__BRIEF__:
Quote the full listing word for word.

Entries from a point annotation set
^^^^^^^^

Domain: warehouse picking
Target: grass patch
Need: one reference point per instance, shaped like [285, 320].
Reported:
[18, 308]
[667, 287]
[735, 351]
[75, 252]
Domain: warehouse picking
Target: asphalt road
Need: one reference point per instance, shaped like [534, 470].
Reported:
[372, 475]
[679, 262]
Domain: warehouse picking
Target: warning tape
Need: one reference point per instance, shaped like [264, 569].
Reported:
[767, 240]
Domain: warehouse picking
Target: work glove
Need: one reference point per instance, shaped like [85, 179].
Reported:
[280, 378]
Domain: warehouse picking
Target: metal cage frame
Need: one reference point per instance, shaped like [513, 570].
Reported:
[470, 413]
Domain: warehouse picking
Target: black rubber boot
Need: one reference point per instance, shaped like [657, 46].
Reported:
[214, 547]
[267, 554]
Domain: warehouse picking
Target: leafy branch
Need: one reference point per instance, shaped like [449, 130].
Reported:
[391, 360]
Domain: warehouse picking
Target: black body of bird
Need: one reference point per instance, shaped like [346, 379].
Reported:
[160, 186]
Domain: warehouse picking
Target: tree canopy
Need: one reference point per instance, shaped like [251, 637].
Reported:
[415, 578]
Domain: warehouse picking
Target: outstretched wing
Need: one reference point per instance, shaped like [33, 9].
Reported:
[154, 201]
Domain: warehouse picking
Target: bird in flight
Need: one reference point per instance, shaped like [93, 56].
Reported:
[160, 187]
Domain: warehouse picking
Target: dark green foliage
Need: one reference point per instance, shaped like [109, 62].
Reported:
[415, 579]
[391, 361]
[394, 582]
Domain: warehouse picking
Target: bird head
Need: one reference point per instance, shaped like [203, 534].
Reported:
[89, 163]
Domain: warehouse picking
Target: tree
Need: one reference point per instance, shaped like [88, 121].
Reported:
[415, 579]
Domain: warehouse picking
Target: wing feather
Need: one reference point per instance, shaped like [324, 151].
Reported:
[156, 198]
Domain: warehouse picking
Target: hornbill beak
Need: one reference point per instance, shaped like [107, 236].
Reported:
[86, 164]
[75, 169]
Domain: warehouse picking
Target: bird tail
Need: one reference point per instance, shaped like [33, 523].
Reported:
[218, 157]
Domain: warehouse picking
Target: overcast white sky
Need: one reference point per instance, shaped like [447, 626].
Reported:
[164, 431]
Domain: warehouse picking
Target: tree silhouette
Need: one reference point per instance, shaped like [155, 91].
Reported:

^^^^^^^^

__OUTPUT BELOW__:
Domain: warehouse picking
Target: grass patch
Need: one reference point per instance, shaped like [285, 320].
Reported:
[18, 308]
[667, 287]
[735, 351]
[75, 252]
Domain: warehouse picking
Target: asphalt road
Need: one reference point per instance, shaped like [534, 470].
Reported:
[372, 475]
[679, 262]
Domain: warehouse picking
Target: warning tape
Need: one reference point per instance, shaped like [264, 569].
Reported:
[767, 240]
Domain: warehouse picking
Target: work glove
Need: one reference point per instance, shaped like [85, 179].
Reported:
[280, 378]
Domain: warehouse picking
Target: metal cage frame
Need: one reference point per instance, shaped like [513, 570].
Reported:
[470, 413]
Domain: warehouse picking
Target: black rubber boot
Need: one reference point per instance, shaped like [657, 46].
Reported:
[214, 547]
[267, 554]
Domain: warehouse picking
Target: leafy branch
Need: one reference point per instance, shaped like [449, 130].
Reported:
[391, 360]
Domain: warehouse picking
Target: black body of bird
Need: one reference point per instance, shaped like [346, 379].
Reported:
[160, 186]
Domain: warehouse picking
Target: tree canopy
Need: one reference point per instance, shaped like [251, 637].
Reported:
[415, 578]
Domain: warehouse picking
Target: outstretched wing
Need: one reference point per instance, shaped like [33, 9].
Reported:
[154, 201]
Domain: warehouse picking
Target: bird in flight
Need: one reference point per instance, shaped like [93, 56].
Reported:
[160, 187]
Domain: warehouse picking
Target: dark green foliage
Need: one reference point per instance, shaped like [109, 62].
Reported:
[415, 579]
[391, 361]
[394, 582]
Domain: warehouse picking
Target: bird head
Need: one reference point per instance, shaped like [203, 534].
Reported:
[89, 163]
Domain: warehouse picking
Target: tree
Need: one reference point per instance, shaped like [88, 121].
Reported:
[415, 579]
Domain: warehouse picking
Target: wing feather
Need: one reference point per instance, shaped like [324, 151].
Reported:
[156, 198]
Domain: warehouse picking
Target: hornbill beak
Need: one reference point per instance, shaped like [107, 236].
Reported:
[86, 164]
[75, 169]
Domain: warehouse picking
Target: bird tail
Need: one reference point per instance, shaped like [33, 523].
Reported:
[218, 157]
Domain: warehouse picking
Target: overcast white sky
Need: one reference point per instance, shaped like [447, 626].
Reported:
[164, 431]
Domain: warehouse picking
Target: tree silhouette
Need: one reference point per instance, shaped like [155, 91].
Reported:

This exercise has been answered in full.